## THE INPUT

*****

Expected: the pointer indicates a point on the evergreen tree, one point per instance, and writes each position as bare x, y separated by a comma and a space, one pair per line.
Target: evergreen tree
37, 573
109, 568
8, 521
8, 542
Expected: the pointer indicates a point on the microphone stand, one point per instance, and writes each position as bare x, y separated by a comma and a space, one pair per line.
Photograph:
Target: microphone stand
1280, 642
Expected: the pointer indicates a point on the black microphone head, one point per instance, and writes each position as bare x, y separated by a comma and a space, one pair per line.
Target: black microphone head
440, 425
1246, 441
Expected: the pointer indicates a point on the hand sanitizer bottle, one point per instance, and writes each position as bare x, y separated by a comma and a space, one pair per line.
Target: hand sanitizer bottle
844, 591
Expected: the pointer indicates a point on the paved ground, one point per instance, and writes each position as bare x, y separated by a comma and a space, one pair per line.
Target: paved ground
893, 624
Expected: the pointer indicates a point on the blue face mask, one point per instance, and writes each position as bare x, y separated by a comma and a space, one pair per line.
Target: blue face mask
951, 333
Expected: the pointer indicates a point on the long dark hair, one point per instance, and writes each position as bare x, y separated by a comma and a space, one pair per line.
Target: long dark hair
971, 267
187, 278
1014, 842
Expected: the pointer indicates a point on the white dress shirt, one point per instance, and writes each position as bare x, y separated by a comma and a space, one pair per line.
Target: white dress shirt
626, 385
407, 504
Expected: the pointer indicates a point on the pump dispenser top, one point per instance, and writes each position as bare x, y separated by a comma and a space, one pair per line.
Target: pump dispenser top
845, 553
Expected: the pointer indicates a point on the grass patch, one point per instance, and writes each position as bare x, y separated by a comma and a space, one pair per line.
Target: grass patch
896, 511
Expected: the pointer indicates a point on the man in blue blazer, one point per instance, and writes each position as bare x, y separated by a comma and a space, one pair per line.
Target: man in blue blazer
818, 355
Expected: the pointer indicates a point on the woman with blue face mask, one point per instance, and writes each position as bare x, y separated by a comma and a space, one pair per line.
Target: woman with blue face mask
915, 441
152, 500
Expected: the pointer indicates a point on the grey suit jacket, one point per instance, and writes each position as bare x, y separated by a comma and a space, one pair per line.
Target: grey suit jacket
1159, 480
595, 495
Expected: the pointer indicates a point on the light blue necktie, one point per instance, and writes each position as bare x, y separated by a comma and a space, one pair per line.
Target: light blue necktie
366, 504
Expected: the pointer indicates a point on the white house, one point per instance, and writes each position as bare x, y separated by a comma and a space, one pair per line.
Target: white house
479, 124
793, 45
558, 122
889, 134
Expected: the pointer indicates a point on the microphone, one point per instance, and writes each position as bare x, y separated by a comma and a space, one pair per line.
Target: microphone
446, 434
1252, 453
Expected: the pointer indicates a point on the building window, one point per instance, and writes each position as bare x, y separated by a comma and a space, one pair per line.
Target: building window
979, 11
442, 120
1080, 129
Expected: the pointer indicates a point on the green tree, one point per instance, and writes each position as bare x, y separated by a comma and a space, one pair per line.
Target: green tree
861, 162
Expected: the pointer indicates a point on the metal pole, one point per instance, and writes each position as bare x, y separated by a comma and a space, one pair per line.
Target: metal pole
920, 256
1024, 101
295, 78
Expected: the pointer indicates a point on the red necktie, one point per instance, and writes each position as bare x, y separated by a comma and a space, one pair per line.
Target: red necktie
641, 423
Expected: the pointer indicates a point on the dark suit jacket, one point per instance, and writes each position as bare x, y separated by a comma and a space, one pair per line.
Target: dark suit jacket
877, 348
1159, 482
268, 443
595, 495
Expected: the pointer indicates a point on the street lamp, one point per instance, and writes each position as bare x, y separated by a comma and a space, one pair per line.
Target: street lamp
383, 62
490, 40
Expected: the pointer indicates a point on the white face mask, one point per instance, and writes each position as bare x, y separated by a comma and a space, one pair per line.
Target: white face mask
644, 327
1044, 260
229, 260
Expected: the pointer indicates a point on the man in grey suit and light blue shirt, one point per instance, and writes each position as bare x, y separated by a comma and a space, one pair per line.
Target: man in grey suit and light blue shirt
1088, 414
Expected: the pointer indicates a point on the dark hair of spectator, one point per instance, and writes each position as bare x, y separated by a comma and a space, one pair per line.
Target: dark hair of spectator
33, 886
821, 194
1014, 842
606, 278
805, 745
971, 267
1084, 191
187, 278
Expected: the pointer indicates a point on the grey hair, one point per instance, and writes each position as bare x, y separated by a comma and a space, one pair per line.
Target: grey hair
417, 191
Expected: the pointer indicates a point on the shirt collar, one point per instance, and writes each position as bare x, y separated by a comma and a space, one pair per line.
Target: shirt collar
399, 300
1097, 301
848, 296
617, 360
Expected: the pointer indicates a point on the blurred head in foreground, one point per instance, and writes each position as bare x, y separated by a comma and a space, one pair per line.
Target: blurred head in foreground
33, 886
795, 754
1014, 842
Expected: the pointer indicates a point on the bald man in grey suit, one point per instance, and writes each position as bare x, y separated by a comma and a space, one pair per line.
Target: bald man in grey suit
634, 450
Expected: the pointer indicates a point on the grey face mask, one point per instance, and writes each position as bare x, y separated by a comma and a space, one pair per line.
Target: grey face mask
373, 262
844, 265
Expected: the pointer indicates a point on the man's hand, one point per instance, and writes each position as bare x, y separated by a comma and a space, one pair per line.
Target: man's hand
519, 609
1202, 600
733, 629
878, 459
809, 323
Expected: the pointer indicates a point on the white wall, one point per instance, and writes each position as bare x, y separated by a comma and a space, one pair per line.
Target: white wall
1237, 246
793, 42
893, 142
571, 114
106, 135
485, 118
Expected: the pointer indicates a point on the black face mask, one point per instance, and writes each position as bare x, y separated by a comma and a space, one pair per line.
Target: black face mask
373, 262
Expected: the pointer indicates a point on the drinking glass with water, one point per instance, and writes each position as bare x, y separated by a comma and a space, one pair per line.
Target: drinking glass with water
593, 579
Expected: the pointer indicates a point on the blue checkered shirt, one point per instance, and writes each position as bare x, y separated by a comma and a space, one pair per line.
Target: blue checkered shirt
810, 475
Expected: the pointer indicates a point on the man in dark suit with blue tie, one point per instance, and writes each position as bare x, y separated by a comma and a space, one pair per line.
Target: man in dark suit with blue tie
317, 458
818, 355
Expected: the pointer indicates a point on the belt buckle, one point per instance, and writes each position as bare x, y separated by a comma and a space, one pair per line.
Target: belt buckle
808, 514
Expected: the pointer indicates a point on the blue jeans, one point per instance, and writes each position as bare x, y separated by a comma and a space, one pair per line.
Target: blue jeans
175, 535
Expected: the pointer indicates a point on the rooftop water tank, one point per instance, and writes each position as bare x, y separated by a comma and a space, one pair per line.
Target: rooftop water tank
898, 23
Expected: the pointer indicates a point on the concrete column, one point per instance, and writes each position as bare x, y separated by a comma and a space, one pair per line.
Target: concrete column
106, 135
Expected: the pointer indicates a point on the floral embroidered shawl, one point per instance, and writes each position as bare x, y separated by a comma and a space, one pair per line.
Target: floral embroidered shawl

*****

## GIVEN EXERCISE
Recast all of the records above as a JSON list of strings, with one string for each line and no blank lines.

## FULL SOLUTION
[
  "Expected: the pointer indicates a point on the evergreen tree, one point per instance, and writes each position as bare x, y separated by a comma and a space, one pair per line.",
  "Target: evergreen tree",
  "37, 573",
  "109, 568",
  "8, 521",
  "8, 542",
  "Expected: the pointer indicates a point on the microphone stand, one point per instance, and writes each position as bare x, y separated by a comma and a space, one pair per line.",
  "Photograph:",
  "Target: microphone stand",
  "1280, 642",
  "Expected: the pointer indicates a point on the black microphone head, one point per instance, and writes each position as bare x, y separated by a comma and a space, one pair per line.",
  "Target: black microphone head",
  "440, 425",
  "1246, 441",
  "Expected: the pointer indicates a point on the hand sanitizer bottle, one point per instance, and writes each position as bare x, y separated by a comma and a space, one pair per line.",
  "Target: hand sanitizer bottle",
  "844, 591",
  "Expected: the pointer indicates a point on the paved ground, one point per instance, and writes each position as bare x, y separated by a comma and a space, one pair per line.",
  "Target: paved ground",
  "893, 624",
  "Expected: the pointer indicates a point on the blue face mask, one point per instance, and writes each position as bare x, y separated by a comma and a space, one pair per line.",
  "Target: blue face mask",
  "951, 333",
  "Expected: the pointer indicates a point on the long dark hair, one point per instance, and writes each position as bare x, y separated by a comma and a space, one pair per line.",
  "Target: long dark hair",
  "971, 267",
  "187, 278",
  "1014, 842",
  "Expected: the pointer indicates a point on the white dress shirt, one point per instance, and writes each position as bare x, y separated by a comma and a space, one pair per line.",
  "Target: white dress shirt",
  "626, 385",
  "407, 504",
  "Expected: the pointer indicates a point on the pump dispenser top, one point per instance, and writes each position as bare x, y separated by a comma and a space, one pair per line.",
  "Target: pump dispenser top",
  "845, 553",
  "Expected: the pointer indicates a point on the grass patch, one point per instance, and writes each position as bare x, y separated by a comma and a space, one pair per line.",
  "Target: grass patch",
  "896, 511",
  "Expected: the pointer indicates a point on the man in blue blazer, one point per instance, and writes each position as bare x, y separated by a comma and a space, one pair per line.",
  "Target: man in blue blazer",
  "818, 355",
  "Expected: the pointer indicates a point on the woman with blue face mask, one point per instance, and writes each position as bare x, y separated by a comma and a space, one pair per line.",
  "Target: woman with blue face mask",
  "915, 441",
  "152, 500",
  "Expected: the pointer indicates a point on the grey suit jacket, one point per instance, and writes each position as bare x, y separated by a comma and a space, one pair per line.",
  "Target: grey suit jacket",
  "1159, 480",
  "595, 495",
  "Expected: the pointer indicates a point on the light blue necktie, one point per instance, and writes each position as bare x, y separated by a comma and a space, one pair per line.",
  "Target: light blue necktie",
  "366, 504",
  "Expected: the pointer indicates a point on the white house, one point per instance, and writes each position as bare x, y separated by a comma and a space, one pair per line.",
  "Target: white house",
  "479, 124",
  "793, 45",
  "558, 122",
  "889, 134",
  "Expected: the pointer indicates a point on the microphone, one point per instance, and writes each position as bare x, y separated by a comma and a space, one pair per line.",
  "Target: microphone",
  "446, 434",
  "1252, 453",
  "Expected: the pointer indicates a point on the building window, one point per instance, and writes each position as bare x, y separated by a comma and a space, one pair per line.",
  "Target: building window",
  "979, 11",
  "442, 120",
  "1080, 129",
  "Expected: the pointer indicates a point on the green tree, one point per instance, and writes each position as bare x, y separated by a comma and a space, one pair per line.",
  "Target: green tree",
  "861, 162",
  "Expected: the pointer indicates a point on the metal pole, one point per instance, and writes each position as bare x, y separated by a comma and a space, one pair per line.",
  "Target: metal pole",
  "920, 256",
  "1024, 101",
  "295, 78",
  "Expected: the pointer indicates a point on the red necktie, one point per instance, and writes each position as bare x, y separated by a comma and a space, one pair per line.",
  "Target: red necktie",
  "641, 423",
  "Expected: the pointer indicates a point on the dark suit jacket, one point per instance, and writes each position as bare x, y separated by a comma and a space, one pair per line.",
  "Target: dark suit jacket",
  "877, 348",
  "1159, 482",
  "268, 443",
  "595, 495",
  "Expected: the pointer indicates a point on the street lamp, one point per instance, and writes each position as bare x, y separated by a comma and a space, one pair per line.",
  "Target: street lamp",
  "383, 62",
  "490, 40",
  "Expected: the pointer indicates a point on the white face mask, one point per instance, and writes each position as bare x, y separated by a comma and a space, one pair per line.",
  "Target: white face mask",
  "644, 327",
  "1044, 260",
  "229, 260",
  "Expected: the pointer indicates a point on the man in grey suit and light blue shirt, one point per instance, and writes each position as bare x, y separated by a comma and a space, one pair per line.",
  "Target: man in grey suit and light blue shirt",
  "1088, 414",
  "Expected: the pointer indicates a point on the dark hair of spectator, one point per instance, and writes each position as bare x, y separated by a comma and a space, one pair per line.",
  "Target: dark hair of spectator",
  "33, 886",
  "821, 194",
  "1014, 842",
  "606, 278",
  "805, 745",
  "971, 267",
  "1084, 191",
  "187, 278",
  "Expected: the pointer indicates a point on the grey hair, one point per instance, and writes each position as bare x, y separated by a comma and a space, one pair per line.",
  "Target: grey hair",
  "417, 191",
  "Expected: the pointer indicates a point on the shirt collar, one point per instance, and writes each position as bare x, y separated by a comma and a space, one pair per line.",
  "Target: shirt collar",
  "399, 300",
  "1097, 301",
  "848, 296",
  "617, 360",
  "Expected: the pointer indicates a point on the blurred head in foreground, one point per instance, and writes each position as bare x, y separated by a comma and a space, one pair per line.",
  "Target: blurred head in foreground",
  "33, 886",
  "795, 754",
  "1014, 842",
  "Expected: the pointer indicates a point on the bald man in grey suit, one point per instance, and writes each position as bare x, y separated by a comma and a space, one pair per line.",
  "Target: bald man in grey suit",
  "634, 450",
  "Expected: the pointer indicates a point on the grey face mask, one point per instance, and writes each position as bare x, y separated by a comma and a space, one pair per line.",
  "Target: grey face mask",
  "373, 262",
  "844, 265",
  "Expected: the pointer indicates a point on the man's hand, one point per instance, and writes each position as bare x, y separated by a comma and a space, one pair per line.",
  "Target: man's hand",
  "519, 609",
  "1202, 600",
  "733, 629",
  "878, 459",
  "809, 323",
  "Expected: the pointer indicates a point on the white wall, one point per instance, and writes each position as bare x, y separated by a comma and a space, one pair per line.",
  "Target: white wall",
  "1237, 246",
  "793, 42",
  "893, 142",
  "571, 114",
  "106, 135",
  "485, 118",
  "Expected: the pointer indicates a point on the black face mask, one point per instance, and writes each position as bare x, y separated by a comma and a space, one pair per line.",
  "Target: black face mask",
  "373, 262",
  "Expected: the pointer indicates a point on the drinking glass with water, one point per instance, and writes each position as bare x, y separated by a comma and a space, one pair per line.",
  "Target: drinking glass with water",
  "593, 579",
  "Expected: the pointer indicates a point on the blue checkered shirt, one point per instance, and writes each position as bare x, y separated by a comma and a space, one pair per line.",
  "Target: blue checkered shirt",
  "810, 475",
  "Expected: the pointer indicates a point on the man in dark suit with blue tie, one point per instance, and writes each position as bare x, y separated by a comma and a space, one pair per line.",
  "Target: man in dark suit with blue tie",
  "317, 458",
  "818, 355",
  "Expected: the pointer indicates a point on the belt buckle, one point per instance, and writes each position as bare x, y separated by a comma and a space, one pair per line.",
  "Target: belt buckle",
  "808, 514",
  "Expected: the pointer indicates a point on the blue jeans, one point per instance, and writes each position as bare x, y separated by a comma and a space, one pair per line.",
  "Target: blue jeans",
  "175, 535",
  "Expected: the pointer indicates a point on the rooftop water tank, one point per instance, and writes each position as bare x, y separated by a comma and a space, one pair per line.",
  "Target: rooftop water tank",
  "898, 23",
  "Expected: the pointer indicates a point on the concrete column, one point per instance, and writes each position as bare x, y separated by a comma and a space, one pair per line.",
  "Target: concrete column",
  "106, 135",
  "Expected: the pointer indicates a point on the floral embroidered shawl, one point per instance, and writes each position as bare x, y separated by a comma and a space, one pair per line.",
  "Target: floral embroidered shawl"
]